## Start Input for this task
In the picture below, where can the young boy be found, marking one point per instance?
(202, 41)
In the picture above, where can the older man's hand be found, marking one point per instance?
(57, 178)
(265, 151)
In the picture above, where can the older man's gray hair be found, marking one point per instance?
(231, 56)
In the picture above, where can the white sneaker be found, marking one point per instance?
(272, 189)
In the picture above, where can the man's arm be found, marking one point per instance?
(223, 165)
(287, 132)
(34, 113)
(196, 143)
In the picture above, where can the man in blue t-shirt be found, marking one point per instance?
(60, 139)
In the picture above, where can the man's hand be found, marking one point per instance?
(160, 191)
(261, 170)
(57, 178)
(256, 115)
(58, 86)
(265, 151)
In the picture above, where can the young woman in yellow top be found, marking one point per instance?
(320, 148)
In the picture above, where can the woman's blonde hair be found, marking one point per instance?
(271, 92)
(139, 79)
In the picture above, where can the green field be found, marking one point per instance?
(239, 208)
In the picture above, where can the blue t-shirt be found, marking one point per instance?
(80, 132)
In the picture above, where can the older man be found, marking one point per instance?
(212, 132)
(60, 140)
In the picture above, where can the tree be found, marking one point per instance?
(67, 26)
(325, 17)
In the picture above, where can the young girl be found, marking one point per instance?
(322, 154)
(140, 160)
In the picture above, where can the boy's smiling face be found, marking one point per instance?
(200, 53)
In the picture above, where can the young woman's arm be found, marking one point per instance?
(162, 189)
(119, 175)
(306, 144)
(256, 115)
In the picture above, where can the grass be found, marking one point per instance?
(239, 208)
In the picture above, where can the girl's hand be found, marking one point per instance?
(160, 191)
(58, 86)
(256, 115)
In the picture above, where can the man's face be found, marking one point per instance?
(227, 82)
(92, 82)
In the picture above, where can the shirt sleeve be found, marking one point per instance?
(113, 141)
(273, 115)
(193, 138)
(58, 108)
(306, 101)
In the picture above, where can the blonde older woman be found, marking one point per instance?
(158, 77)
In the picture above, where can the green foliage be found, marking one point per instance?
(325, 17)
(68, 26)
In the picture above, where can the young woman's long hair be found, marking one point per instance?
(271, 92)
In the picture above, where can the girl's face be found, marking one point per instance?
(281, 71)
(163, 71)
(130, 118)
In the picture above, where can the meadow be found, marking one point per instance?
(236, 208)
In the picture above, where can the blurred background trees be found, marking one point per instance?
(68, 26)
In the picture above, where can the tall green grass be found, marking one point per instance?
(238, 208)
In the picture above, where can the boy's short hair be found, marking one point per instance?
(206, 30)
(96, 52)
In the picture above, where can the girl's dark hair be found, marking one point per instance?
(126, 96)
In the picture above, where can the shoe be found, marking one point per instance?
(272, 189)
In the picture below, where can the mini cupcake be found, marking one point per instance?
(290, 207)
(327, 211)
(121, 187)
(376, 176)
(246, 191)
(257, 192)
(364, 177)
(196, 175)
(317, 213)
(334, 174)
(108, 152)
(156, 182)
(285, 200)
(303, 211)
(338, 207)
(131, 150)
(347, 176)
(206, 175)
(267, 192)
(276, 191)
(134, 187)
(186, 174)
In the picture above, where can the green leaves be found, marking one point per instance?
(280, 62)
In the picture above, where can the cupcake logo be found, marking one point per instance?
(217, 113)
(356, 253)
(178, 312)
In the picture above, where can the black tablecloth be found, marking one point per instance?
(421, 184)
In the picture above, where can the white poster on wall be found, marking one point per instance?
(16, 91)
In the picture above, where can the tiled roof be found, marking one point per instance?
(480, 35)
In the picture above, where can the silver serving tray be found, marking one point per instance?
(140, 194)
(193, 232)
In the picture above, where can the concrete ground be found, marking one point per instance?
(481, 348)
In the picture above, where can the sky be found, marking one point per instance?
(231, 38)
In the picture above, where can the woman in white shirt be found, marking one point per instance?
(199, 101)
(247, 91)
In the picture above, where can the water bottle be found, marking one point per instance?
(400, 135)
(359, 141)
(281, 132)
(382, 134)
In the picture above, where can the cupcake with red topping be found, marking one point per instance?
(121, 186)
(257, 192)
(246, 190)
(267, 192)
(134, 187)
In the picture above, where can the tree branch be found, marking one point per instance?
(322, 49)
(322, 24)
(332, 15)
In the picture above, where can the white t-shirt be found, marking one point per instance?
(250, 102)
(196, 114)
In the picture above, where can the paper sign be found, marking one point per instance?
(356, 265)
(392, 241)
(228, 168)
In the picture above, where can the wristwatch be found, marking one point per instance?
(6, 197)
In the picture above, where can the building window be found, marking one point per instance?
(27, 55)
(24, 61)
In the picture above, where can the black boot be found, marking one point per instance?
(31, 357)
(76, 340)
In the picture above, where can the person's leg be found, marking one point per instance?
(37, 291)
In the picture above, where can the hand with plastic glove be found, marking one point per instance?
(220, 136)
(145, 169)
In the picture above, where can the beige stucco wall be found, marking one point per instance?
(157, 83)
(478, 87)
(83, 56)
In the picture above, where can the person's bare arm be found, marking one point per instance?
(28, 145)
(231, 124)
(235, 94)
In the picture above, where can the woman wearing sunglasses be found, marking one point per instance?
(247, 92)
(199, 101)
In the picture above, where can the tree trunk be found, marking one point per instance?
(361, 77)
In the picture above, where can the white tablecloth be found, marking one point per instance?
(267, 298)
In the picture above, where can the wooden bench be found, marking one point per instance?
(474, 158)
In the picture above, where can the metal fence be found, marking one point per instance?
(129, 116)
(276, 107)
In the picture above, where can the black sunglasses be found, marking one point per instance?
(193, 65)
## End Input for this task
## Start Input for this task
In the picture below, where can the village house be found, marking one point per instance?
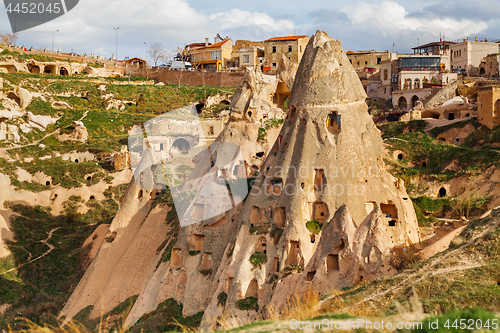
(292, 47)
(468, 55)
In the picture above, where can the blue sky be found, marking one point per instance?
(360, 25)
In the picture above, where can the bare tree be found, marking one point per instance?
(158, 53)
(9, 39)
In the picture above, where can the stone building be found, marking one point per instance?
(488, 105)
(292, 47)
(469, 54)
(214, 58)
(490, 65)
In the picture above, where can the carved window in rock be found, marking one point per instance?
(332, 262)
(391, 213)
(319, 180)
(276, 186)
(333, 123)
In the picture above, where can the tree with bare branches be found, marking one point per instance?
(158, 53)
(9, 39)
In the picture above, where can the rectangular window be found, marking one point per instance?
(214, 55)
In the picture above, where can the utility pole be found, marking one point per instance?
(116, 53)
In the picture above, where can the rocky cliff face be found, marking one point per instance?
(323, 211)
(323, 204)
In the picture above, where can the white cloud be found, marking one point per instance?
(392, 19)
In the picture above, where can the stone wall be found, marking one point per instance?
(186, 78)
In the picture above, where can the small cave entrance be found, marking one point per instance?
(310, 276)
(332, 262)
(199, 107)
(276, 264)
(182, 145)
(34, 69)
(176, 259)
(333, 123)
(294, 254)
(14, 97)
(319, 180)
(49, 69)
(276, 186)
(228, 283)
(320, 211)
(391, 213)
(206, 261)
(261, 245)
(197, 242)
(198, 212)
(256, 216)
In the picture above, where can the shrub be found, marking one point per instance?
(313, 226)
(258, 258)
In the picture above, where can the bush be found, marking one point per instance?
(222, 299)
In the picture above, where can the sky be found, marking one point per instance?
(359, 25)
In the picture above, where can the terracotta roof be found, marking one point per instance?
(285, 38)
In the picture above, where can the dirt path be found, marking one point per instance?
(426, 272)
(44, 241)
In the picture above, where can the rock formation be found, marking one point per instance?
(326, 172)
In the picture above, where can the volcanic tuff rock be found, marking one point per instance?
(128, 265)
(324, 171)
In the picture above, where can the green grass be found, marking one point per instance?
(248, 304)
## End Input for this task
▸ Stated problem
Please extract every line of the data above that contains the word "person", treating uppercase and lowercase as different.

▸ Written response
In the picture above, where can the person's leg be found, marking one point per instance?
In the picture above, where can the person's bare arm be found, marking one point per instance?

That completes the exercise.